• Dataset
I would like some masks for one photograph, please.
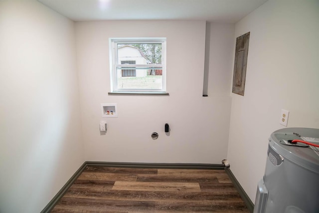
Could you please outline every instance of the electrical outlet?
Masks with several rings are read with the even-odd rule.
[[[280,114],[280,121],[279,123],[285,127],[287,126],[288,124],[288,117],[289,117],[289,111],[282,109],[281,113]]]
[[[106,131],[106,124],[101,123],[100,124],[100,131],[105,132]]]

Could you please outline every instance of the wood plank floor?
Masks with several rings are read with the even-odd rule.
[[[52,213],[249,213],[224,170],[88,167]]]

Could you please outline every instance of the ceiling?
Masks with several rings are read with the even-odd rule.
[[[236,23],[267,0],[37,0],[74,21],[202,20]]]

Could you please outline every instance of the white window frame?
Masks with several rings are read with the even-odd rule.
[[[160,43],[161,44],[161,64],[121,64],[118,63],[118,44],[132,43]],[[110,74],[111,93],[166,93],[166,38],[110,38]],[[161,89],[123,89],[118,87],[117,69],[121,68],[137,69],[160,68],[162,70]]]

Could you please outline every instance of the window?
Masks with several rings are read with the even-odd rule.
[[[121,61],[121,64],[135,64],[135,61]],[[135,69],[122,69],[122,77],[136,76]]]
[[[110,38],[111,92],[166,92],[166,38]]]

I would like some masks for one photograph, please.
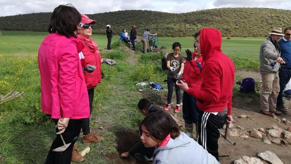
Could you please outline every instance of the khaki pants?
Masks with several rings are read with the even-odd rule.
[[[261,91],[260,110],[274,112],[276,111],[277,97],[280,91],[278,72],[261,72]]]

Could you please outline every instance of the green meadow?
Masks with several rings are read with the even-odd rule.
[[[40,109],[37,51],[47,34],[1,32],[0,94],[16,90],[24,91],[26,96],[0,104],[0,155],[4,163],[42,163],[55,137],[53,124]],[[106,36],[94,35],[92,38],[99,49],[106,47]],[[234,61],[237,69],[257,71],[259,47],[264,40],[223,38],[222,49]],[[133,54],[126,50],[128,49],[119,41],[119,37],[113,37],[111,47],[114,50],[108,53],[101,52],[101,56],[114,59],[118,64],[114,67],[102,64],[105,78],[95,88],[91,121],[92,129],[105,139],[101,143],[89,145],[92,150],[83,163],[119,163],[119,153],[128,150],[121,148],[118,141],[124,139],[121,136],[126,132],[138,130],[142,118],[136,107],[138,100],[147,97],[152,101],[158,100],[159,105],[165,103],[166,91],[153,91],[146,87],[136,87],[135,84],[156,82],[165,87],[166,83],[163,81],[166,75],[162,72],[159,59],[164,52],[171,51],[173,42],[180,42],[184,52],[187,48],[193,50],[193,37],[161,37],[159,47],[165,46],[168,50],[143,54],[139,42],[137,45],[138,50]],[[140,93],[139,89],[145,91]],[[103,129],[99,129],[100,126]],[[86,147],[81,141],[81,139],[78,141],[79,150]]]

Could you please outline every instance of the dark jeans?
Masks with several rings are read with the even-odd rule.
[[[92,113],[92,105],[93,104],[93,100],[94,99],[94,88],[88,89],[88,95],[89,97],[89,104],[90,105],[90,115]],[[82,122],[82,130],[83,130],[83,135],[88,135],[90,133],[90,118],[85,118],[83,119]]]
[[[172,100],[172,94],[173,94],[173,87],[175,86],[175,90],[176,91],[177,104],[180,104],[181,101],[181,92],[180,88],[176,85],[176,81],[177,79],[172,79],[169,77],[167,78],[167,84],[168,85],[168,104],[171,104]]]
[[[197,125],[198,112],[196,98],[184,91],[183,95],[183,118]]]
[[[227,109],[215,115],[209,112],[199,111],[198,143],[218,161],[218,139],[220,137],[218,129],[223,127],[227,112]]]
[[[279,70],[279,79],[280,82],[280,92],[277,97],[277,106],[284,105],[283,102],[283,91],[286,87],[286,84],[288,83],[291,78],[291,69],[284,67],[281,67]]]
[[[135,41],[134,41],[135,39],[131,39],[131,44],[132,44],[132,49],[135,50]]]
[[[56,125],[58,119],[52,119],[52,120]],[[62,152],[52,151],[53,149],[64,145],[61,136],[56,135],[56,137],[54,139],[50,146],[50,149],[47,154],[45,163],[71,163],[73,147],[80,134],[82,121],[81,119],[70,120],[68,126],[62,135],[66,144],[71,143],[71,145],[66,150]],[[56,128],[55,131],[56,132],[59,131],[57,128]]]
[[[107,50],[110,50],[111,49],[111,40],[112,39],[112,36],[107,37]]]

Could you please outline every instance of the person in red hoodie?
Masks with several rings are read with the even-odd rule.
[[[197,33],[195,34],[197,35]],[[195,37],[194,35],[194,37]],[[188,84],[191,88],[200,88],[202,84],[202,75],[201,71],[202,67],[202,56],[198,53],[198,48],[194,44],[194,52],[192,53],[187,49],[186,52],[187,57],[185,64],[184,74],[182,74],[182,80]],[[193,138],[193,123],[195,123],[196,133],[198,133],[198,119],[199,109],[196,103],[196,98],[184,92],[183,96],[183,118],[185,120],[186,134],[190,137]]]
[[[221,51],[222,37],[219,30],[202,28],[199,33],[195,38],[195,45],[203,60],[201,88],[189,87],[182,80],[177,84],[197,98],[200,109],[198,143],[219,160],[218,129],[222,128],[224,122],[233,121],[231,99],[235,64]]]

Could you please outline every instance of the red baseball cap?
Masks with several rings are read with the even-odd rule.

• What this task involves
Set down the lines above, from the very first one through the line containing "[[[106,131],[106,124],[101,123],[100,124],[100,131],[105,132]]]", without changing anything. Leave the pictures out.

• Result
I would like some masks for one photograph, please.
Could you please outline every instance of the electrical outlet?
Masks with several rings are read with the even-odd rule.
[[[280,114],[280,121],[279,123],[285,127],[287,126],[288,124],[288,117],[289,117],[289,111],[282,109],[281,113]]]
[[[106,131],[106,124],[101,123],[100,124],[100,131],[105,132]]]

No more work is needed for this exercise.